▶ **Set task**: What follows is a set of records, each of which is to be written out exactly.
____ Data to process
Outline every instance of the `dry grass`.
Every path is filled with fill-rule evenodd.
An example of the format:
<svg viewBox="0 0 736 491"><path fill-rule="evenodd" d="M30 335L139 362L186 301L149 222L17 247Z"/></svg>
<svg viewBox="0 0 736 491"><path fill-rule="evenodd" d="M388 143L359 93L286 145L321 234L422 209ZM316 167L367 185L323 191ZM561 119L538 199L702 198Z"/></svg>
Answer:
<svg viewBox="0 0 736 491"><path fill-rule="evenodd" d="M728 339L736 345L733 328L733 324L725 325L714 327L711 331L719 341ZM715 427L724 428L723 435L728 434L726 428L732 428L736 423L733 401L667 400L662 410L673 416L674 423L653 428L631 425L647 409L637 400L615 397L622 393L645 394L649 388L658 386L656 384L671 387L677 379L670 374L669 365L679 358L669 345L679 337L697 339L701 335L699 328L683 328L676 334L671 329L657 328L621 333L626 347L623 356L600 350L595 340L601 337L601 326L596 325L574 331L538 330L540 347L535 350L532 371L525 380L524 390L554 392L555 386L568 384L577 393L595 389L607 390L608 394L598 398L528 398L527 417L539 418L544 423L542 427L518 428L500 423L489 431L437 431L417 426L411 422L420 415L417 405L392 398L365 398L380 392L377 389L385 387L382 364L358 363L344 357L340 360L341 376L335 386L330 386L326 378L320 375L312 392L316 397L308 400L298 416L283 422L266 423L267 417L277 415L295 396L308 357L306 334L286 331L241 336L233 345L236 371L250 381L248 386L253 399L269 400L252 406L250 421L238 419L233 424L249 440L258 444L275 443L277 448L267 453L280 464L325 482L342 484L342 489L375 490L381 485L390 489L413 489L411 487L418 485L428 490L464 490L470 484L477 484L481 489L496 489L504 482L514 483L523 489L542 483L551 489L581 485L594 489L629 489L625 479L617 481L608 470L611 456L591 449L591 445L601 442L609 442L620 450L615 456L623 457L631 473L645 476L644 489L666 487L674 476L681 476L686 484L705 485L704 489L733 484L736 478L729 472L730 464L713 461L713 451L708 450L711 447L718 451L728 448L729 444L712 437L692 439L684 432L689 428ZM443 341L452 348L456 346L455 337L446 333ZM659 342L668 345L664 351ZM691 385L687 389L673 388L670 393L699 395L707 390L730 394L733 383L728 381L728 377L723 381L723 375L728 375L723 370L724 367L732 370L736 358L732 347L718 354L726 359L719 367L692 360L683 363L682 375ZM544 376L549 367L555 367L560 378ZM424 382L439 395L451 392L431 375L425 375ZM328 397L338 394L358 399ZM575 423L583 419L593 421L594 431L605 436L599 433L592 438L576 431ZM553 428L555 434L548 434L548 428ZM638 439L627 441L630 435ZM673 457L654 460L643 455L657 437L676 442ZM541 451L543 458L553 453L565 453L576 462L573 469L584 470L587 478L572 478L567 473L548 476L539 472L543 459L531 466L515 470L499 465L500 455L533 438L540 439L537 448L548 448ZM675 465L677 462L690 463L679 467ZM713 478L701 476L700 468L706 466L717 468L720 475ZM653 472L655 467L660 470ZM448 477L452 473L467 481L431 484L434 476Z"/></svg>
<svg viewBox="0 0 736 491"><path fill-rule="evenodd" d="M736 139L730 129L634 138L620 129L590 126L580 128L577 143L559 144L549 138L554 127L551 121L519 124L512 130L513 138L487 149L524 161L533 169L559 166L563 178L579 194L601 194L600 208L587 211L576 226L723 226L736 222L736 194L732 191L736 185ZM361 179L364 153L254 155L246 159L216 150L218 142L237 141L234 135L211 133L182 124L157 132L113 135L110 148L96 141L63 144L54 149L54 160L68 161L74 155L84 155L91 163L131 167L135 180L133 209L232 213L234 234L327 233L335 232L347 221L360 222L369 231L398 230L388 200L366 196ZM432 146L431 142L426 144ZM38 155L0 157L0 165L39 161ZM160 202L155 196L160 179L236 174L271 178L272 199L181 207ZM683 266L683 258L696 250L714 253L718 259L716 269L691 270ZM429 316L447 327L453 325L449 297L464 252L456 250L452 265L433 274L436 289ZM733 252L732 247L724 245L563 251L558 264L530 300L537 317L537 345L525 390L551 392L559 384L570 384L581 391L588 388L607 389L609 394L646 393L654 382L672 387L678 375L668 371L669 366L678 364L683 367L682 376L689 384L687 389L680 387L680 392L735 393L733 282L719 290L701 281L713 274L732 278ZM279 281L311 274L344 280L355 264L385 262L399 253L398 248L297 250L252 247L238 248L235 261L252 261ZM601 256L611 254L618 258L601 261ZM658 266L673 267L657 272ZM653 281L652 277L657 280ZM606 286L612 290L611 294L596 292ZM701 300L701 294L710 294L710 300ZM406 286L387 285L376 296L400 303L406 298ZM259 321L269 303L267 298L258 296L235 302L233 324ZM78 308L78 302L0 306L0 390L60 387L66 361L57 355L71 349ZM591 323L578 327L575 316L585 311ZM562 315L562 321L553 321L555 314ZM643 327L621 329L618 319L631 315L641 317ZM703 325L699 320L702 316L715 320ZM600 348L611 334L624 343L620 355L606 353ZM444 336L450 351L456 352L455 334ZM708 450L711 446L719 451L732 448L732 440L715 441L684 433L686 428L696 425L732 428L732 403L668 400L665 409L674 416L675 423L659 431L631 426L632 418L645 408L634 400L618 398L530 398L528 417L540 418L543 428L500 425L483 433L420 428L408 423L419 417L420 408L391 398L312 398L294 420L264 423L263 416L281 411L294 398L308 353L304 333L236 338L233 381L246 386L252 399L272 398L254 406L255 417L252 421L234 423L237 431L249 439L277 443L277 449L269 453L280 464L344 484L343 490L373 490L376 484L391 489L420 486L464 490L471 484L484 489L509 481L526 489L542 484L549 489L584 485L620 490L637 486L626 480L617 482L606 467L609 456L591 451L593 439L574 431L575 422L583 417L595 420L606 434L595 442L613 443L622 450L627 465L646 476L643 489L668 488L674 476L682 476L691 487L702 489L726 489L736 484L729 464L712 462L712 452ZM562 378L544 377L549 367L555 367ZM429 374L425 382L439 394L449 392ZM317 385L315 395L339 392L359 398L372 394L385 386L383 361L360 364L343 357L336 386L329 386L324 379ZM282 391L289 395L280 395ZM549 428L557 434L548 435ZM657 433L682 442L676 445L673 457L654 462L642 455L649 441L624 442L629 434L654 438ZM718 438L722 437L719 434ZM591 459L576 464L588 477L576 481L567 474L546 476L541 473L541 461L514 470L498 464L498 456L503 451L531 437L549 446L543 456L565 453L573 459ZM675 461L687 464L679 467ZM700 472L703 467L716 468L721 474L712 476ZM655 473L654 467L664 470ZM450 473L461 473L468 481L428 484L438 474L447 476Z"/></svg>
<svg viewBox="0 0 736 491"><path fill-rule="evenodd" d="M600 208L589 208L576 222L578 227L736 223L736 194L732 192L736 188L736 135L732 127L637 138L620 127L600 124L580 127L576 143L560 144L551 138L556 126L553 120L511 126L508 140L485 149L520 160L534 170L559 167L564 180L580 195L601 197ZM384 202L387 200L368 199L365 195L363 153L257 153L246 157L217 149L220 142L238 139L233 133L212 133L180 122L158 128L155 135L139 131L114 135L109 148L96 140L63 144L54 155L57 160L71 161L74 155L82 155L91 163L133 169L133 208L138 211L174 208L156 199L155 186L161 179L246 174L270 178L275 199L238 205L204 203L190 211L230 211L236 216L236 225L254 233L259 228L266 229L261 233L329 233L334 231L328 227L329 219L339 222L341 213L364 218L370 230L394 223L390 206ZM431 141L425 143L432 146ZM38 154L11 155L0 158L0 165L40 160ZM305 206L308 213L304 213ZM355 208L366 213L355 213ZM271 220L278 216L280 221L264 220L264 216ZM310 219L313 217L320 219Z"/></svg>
________
▶ **Solution for this problem**:
Outline every instance of the `dry grass`.
Every path is filled with fill-rule evenodd.
An example of the format:
<svg viewBox="0 0 736 491"><path fill-rule="evenodd" d="M30 335L139 362L186 301L149 222L17 247Z"/></svg>
<svg viewBox="0 0 736 491"><path fill-rule="evenodd" d="M388 143L359 93L286 145L321 234L422 209ZM316 167L367 185L323 191ZM561 119L538 199L702 198Z"/></svg>
Answer:
<svg viewBox="0 0 736 491"><path fill-rule="evenodd" d="M728 339L736 345L733 328L733 324L725 325L714 327L711 331L719 341ZM715 427L724 428L723 435L728 434L726 428L732 428L736 423L733 401L667 400L662 410L673 416L674 423L653 428L631 425L647 409L637 400L615 397L622 393L645 394L649 388L658 386L656 384L671 387L677 379L670 374L669 365L679 358L669 345L679 337L697 339L701 335L699 328L683 328L676 334L671 329L657 328L621 333L626 347L623 356L600 350L595 340L601 337L601 326L596 325L574 331L538 330L540 347L535 350L532 371L525 380L524 390L554 392L555 386L568 384L577 393L595 389L607 390L608 394L598 398L528 398L527 417L539 418L544 423L542 427L518 428L500 423L489 431L437 431L417 426L411 422L420 415L417 405L392 398L365 398L380 392L377 389L385 387L382 364L358 363L344 357L340 360L341 376L335 386L330 386L326 378L320 375L312 392L316 397L308 400L298 416L283 422L266 423L267 417L277 415L295 396L308 357L306 334L286 331L241 336L233 345L236 371L250 381L248 386L253 399L269 400L252 406L250 421L238 419L233 424L249 440L258 444L275 443L277 448L267 453L280 464L325 482L342 484L342 489L375 490L381 485L390 489L413 489L411 487L418 485L428 490L464 490L470 484L477 484L481 489L496 489L504 482L514 483L523 489L542 483L551 489L581 485L594 489L629 489L625 479L617 481L608 470L611 456L591 449L591 445L601 442L609 442L620 450L615 456L623 457L631 473L645 476L644 489L666 487L674 476L681 476L686 484L705 485L704 489L733 484L736 478L729 472L730 464L713 461L713 451L708 450L711 447L718 451L728 448L729 444L712 437L692 439L684 432L689 428ZM443 341L452 348L456 346L455 337L446 333ZM659 342L668 345L664 351ZM691 385L687 389L673 388L670 393L699 395L707 390L730 394L733 383L728 381L728 377L723 381L723 375L728 375L723 370L724 367L732 370L736 358L732 347L718 354L726 359L719 367L692 360L683 363L682 375ZM544 376L549 367L555 367L560 378ZM424 382L439 395L451 392L431 375L425 375ZM328 397L338 394L358 399ZM575 423L583 419L593 421L594 431L605 436L599 433L592 438L576 431ZM553 428L555 434L548 434L548 428ZM638 439L627 441L630 435ZM673 457L654 460L643 455L657 437L676 442ZM541 451L543 458L553 453L565 453L576 462L573 469L584 470L587 478L572 478L567 473L548 476L539 472L543 459L531 466L515 470L499 465L500 455L533 438L540 439L537 448L548 448ZM675 465L677 462L690 463L679 467ZM713 478L701 476L700 468L706 466L717 468L720 475ZM653 472L655 467L660 470ZM448 477L452 473L467 481L431 484L434 476Z"/></svg>
<svg viewBox="0 0 736 491"><path fill-rule="evenodd" d="M736 139L730 129L634 138L620 129L590 126L580 128L577 143L559 144L549 138L554 127L551 121L519 124L512 130L513 138L487 149L524 161L533 169L559 166L563 178L579 194L601 194L600 208L587 211L576 226L723 226L736 222L736 194L732 191L736 185ZM361 179L364 153L254 155L246 159L216 150L218 142L237 141L234 135L211 133L182 124L157 132L113 135L110 148L96 141L63 144L54 149L54 160L68 161L74 155L84 155L91 163L131 167L135 180L133 209L232 213L234 234L327 233L335 232L347 221L360 222L369 231L398 230L388 200L366 196ZM432 146L431 142L426 144ZM38 155L0 157L0 165L39 161ZM160 202L155 196L160 179L236 174L271 178L272 199L181 207ZM683 266L683 258L696 250L714 253L718 259L716 269L691 270ZM429 316L447 327L453 325L449 297L464 252L456 250L452 265L433 274L436 289ZM733 252L732 247L724 245L563 251L558 264L530 300L537 317L537 345L525 390L551 392L559 384L570 384L581 391L588 388L607 389L609 394L646 393L654 382L672 387L678 375L668 371L669 366L678 364L683 367L682 376L689 384L687 389L680 387L680 392L735 393L733 282L719 290L701 281L713 274L732 278ZM279 281L311 274L344 280L355 264L385 262L399 253L398 248L297 250L252 247L238 248L235 261L252 261ZM601 256L611 254L618 258L601 261ZM658 266L673 267L657 272ZM653 281L652 277L657 280ZM606 286L612 290L611 294L596 292ZM701 300L701 294L710 294L710 300ZM406 286L387 285L376 296L400 303L406 298ZM259 321L269 303L267 298L258 296L235 302L233 324ZM78 308L78 302L0 306L0 390L60 387L66 361L57 355L71 349ZM591 323L578 327L575 316L585 311ZM562 315L562 321L553 321L555 314ZM643 327L621 329L618 319L631 315L641 317ZM703 325L699 320L702 316L715 320ZM600 348L611 334L624 343L620 355L606 353ZM444 336L450 351L456 352L455 334ZM708 450L711 446L719 451L732 448L732 440L715 441L684 433L686 428L696 425L732 428L732 403L668 400L665 409L674 416L675 423L659 431L631 426L632 418L645 408L634 400L618 398L530 398L528 417L540 418L543 428L500 425L483 433L420 428L408 423L419 417L420 408L391 398L312 398L294 420L264 423L263 416L281 411L294 398L308 353L304 333L236 338L233 381L246 386L252 399L272 398L254 406L255 417L252 421L234 423L237 431L249 439L277 443L277 449L269 453L280 464L344 484L343 490L373 490L376 484L391 489L420 486L464 490L471 484L484 489L509 481L526 489L542 484L549 489L584 485L620 490L637 486L626 480L617 482L606 467L609 456L591 451L593 439L574 431L575 422L583 417L595 420L606 434L595 442L613 443L622 450L627 465L646 476L643 489L668 488L674 476L682 476L691 487L702 489L726 489L736 484L729 464L712 462L712 452ZM562 378L544 377L549 367L555 367ZM429 374L425 382L439 394L449 392ZM317 385L315 395L339 392L359 398L372 394L385 386L383 361L360 364L343 357L336 386L329 386L324 379ZM282 391L289 395L280 395ZM549 428L557 434L548 435ZM657 433L682 442L676 445L673 457L654 462L642 455L649 441L624 442L629 434L654 438ZM718 438L722 437L719 434ZM591 459L576 464L588 477L576 481L567 474L546 476L541 473L541 461L514 470L498 464L498 456L503 451L531 437L549 446L543 456L565 453L573 459ZM675 461L687 464L679 467ZM700 472L703 467L716 468L721 474L712 476ZM655 473L654 467L664 470ZM450 473L461 473L468 481L428 484L438 474L447 476Z"/></svg>
<svg viewBox="0 0 736 491"><path fill-rule="evenodd" d="M600 208L589 208L576 222L578 227L736 223L736 194L732 192L736 188L736 135L732 127L637 138L620 127L600 124L580 127L576 143L560 144L551 138L556 126L553 120L511 126L508 140L485 149L520 160L534 170L559 167L564 180L580 195L601 197ZM384 202L387 200L368 199L365 195L363 153L257 153L246 157L217 149L220 142L238 139L233 133L212 133L180 122L158 128L155 135L139 131L114 135L109 148L96 140L63 144L54 155L57 160L71 161L74 155L82 155L91 163L133 169L133 208L138 211L174 208L156 199L155 186L161 179L246 174L270 178L275 199L238 205L204 203L190 211L230 211L236 216L236 225L254 233L259 228L266 229L261 233L329 233L334 231L328 227L329 219L339 222L341 213L364 218L370 230L394 223L390 206ZM431 141L425 143L432 146ZM38 154L11 155L0 158L0 165L40 160ZM305 206L308 213L304 213ZM355 208L366 213L355 213ZM271 220L278 216L280 221L264 220L264 216ZM310 219L313 217L320 219Z"/></svg>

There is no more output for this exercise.